JR東日本が「ウェルカムバック採用」の実施を発表

1/18、JR東日本のプレスリリースにて、「ウェルカムバック採用の開始について」という発表がありました。

概要としては、自己都合退職をした社員の復職制度ということで、
近年注目されているアルムナイ制度を鉄道会社でも導入するという発表でした。
※参考:My Refer社の記事

JR東日本のプレスリリース記事
https://www.jreast.co.jp/press/2022/20230118_ho02.pdf
https://www.jreast.co.jp/press/

新卒一括入社が現在でも主流になっている鉄道会社において、こうした柔軟な人事配置を開始することを大々的に発表したのには驚きましたが、新卒採用競争の激化やコロナ禍による収入減少を起点とした社員の離職といった問題は想像よりも深刻なのかもしれません。

この制度が導入に至った背景までは分かりませんが、
一つ考えられるとすれば総合職社員などの優秀層や技術職社員など専門的かつ育成に長期間を要する社員層の離脱に対する苦肉の策であるという印象を受けます。

* [提供資料]:
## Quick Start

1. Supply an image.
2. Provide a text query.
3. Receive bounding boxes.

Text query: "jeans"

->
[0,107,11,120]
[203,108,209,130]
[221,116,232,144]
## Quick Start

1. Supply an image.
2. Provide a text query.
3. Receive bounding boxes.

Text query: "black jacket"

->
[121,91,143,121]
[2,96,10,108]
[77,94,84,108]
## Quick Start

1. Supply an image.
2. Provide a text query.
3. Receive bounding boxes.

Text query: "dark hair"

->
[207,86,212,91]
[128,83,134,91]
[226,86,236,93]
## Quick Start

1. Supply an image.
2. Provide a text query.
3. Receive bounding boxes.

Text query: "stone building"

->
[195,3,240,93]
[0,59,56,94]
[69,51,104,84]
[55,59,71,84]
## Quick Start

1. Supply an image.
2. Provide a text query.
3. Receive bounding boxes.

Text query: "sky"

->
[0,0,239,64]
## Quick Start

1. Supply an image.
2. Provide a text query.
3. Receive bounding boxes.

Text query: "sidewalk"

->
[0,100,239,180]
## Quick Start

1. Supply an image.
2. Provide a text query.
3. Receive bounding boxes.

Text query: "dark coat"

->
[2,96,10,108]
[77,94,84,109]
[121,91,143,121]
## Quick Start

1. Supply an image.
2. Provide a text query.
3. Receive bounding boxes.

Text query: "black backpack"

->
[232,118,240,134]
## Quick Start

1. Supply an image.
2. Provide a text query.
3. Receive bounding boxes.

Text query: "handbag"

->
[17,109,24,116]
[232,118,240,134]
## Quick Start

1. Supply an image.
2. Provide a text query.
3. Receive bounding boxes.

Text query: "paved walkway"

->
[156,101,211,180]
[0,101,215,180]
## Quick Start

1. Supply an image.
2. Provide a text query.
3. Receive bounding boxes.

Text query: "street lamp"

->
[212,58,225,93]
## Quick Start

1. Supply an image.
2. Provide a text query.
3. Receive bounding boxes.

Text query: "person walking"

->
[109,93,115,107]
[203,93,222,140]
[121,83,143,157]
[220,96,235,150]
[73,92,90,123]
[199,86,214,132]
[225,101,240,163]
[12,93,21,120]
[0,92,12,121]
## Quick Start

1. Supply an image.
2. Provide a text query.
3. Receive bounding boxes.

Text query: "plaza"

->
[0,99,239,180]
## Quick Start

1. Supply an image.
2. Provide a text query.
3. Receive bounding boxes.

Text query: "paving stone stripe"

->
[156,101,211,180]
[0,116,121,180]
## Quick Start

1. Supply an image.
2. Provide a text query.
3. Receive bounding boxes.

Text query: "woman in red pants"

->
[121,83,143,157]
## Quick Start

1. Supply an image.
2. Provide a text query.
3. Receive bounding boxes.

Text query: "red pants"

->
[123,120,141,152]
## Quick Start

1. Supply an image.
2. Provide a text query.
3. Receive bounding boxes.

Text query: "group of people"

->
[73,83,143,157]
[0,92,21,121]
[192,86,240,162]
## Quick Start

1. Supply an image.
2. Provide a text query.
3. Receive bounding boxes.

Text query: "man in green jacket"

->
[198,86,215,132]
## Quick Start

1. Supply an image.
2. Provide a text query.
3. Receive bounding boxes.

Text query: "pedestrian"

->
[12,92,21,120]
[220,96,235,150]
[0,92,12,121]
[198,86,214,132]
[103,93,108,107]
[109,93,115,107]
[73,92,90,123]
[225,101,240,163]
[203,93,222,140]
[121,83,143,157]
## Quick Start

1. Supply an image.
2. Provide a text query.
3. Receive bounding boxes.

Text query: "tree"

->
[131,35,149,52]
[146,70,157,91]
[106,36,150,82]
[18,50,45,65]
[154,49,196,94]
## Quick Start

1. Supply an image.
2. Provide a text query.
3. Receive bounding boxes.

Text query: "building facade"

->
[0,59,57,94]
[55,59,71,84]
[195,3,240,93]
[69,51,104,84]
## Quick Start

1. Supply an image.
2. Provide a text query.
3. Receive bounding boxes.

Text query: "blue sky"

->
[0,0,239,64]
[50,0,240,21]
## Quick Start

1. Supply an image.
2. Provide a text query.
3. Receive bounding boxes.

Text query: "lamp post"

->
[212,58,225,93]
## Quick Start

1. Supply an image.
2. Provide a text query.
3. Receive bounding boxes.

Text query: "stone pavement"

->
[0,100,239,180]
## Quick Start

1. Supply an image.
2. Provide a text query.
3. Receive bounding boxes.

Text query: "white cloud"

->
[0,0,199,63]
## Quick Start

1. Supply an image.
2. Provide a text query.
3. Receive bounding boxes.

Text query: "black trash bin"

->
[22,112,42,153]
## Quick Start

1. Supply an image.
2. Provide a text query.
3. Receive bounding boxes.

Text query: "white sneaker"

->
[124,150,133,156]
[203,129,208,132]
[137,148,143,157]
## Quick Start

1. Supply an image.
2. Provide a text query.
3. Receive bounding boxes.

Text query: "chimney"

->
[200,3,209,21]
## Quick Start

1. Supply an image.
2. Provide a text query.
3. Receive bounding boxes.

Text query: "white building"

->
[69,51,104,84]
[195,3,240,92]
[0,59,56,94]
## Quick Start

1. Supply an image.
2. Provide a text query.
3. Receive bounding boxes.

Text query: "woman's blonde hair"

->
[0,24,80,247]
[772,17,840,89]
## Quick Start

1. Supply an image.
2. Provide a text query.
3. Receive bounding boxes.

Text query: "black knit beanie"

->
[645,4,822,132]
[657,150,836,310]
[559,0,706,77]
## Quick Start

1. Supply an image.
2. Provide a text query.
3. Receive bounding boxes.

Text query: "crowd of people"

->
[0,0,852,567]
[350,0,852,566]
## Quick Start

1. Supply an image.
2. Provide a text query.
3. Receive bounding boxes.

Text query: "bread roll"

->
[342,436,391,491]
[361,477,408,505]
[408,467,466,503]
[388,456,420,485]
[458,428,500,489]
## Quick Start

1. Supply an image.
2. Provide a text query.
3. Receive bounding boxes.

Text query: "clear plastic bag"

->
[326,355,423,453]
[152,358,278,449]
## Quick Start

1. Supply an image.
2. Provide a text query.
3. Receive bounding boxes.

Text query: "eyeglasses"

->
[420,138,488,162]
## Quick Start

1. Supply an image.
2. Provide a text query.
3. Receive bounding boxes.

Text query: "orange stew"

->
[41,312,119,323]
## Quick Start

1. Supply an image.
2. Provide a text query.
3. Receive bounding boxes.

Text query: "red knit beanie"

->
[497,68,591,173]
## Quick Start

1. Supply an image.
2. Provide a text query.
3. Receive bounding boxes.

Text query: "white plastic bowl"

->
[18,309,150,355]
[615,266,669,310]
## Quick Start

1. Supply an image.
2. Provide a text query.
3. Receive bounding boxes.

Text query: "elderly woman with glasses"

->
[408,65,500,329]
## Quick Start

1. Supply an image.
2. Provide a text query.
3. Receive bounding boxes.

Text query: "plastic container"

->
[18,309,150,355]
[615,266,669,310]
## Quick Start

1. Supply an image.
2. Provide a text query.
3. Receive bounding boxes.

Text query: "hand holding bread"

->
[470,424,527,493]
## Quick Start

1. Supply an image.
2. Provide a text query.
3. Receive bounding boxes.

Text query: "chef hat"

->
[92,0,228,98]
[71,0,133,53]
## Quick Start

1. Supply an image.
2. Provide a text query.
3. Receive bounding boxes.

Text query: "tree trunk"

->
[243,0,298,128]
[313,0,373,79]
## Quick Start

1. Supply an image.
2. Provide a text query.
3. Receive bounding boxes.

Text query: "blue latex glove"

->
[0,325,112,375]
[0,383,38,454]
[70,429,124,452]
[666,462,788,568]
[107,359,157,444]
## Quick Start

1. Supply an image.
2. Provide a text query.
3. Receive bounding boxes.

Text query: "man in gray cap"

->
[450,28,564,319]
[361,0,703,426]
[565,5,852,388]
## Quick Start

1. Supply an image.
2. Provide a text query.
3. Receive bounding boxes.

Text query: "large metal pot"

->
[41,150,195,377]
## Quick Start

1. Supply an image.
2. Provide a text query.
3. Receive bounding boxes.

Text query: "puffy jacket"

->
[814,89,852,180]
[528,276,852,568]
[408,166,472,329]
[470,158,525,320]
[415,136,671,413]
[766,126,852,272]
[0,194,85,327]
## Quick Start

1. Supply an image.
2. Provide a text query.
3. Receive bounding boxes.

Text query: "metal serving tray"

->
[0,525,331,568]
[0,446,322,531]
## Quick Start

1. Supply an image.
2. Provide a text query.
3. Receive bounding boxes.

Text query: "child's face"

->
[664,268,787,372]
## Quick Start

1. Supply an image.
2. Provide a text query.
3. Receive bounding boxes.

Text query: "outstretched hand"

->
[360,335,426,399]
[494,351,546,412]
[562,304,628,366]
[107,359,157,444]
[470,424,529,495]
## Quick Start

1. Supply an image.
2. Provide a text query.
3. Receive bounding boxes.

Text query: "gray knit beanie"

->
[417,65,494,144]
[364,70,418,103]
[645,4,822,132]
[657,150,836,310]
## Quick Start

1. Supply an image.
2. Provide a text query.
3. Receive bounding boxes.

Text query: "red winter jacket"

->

* [課題の指示]: 原文のうち、「1/18、JR東日本のプレス」から「であるという印象を受けます。」までを、両端の語句も含めて一字一句変えずに抜き出してください。

* [回答]:
1/18、JR東日本のプレスリリースにて、「ウェルカムバック採用の開始について」という発表がありました。

概要としては、自己都合退職をした社員の復職制度ということで、
近年注目されているアルムナイ制度を鉄道会社でも導入するという発表でした。
※参考:My Refer社の記事

JR東日本のプレスリリース記事
https://www.jreast.co.jp/press/2022/20230118_ho02.pdf
https://www.jreast.co.jp/press/

新卒一括入社が現在でも主流になっている鉄道会社において、こうした柔軟な人事配置を開始することを大々的に発表したのには驚きましたが、新卒採用競争の激化やコロナ禍による収入減少を起点とした社員の離職といった問題は想像よりも深刻なのかもしれません。

この制度が導入に至った背景までは分かりませんが、
一つ考えられるとすれば総合職社員などの優秀層や技術職社員など専門的かつ育成に長期間を要する社員層の離脱に対する苦肉の策であるという印象を受けます。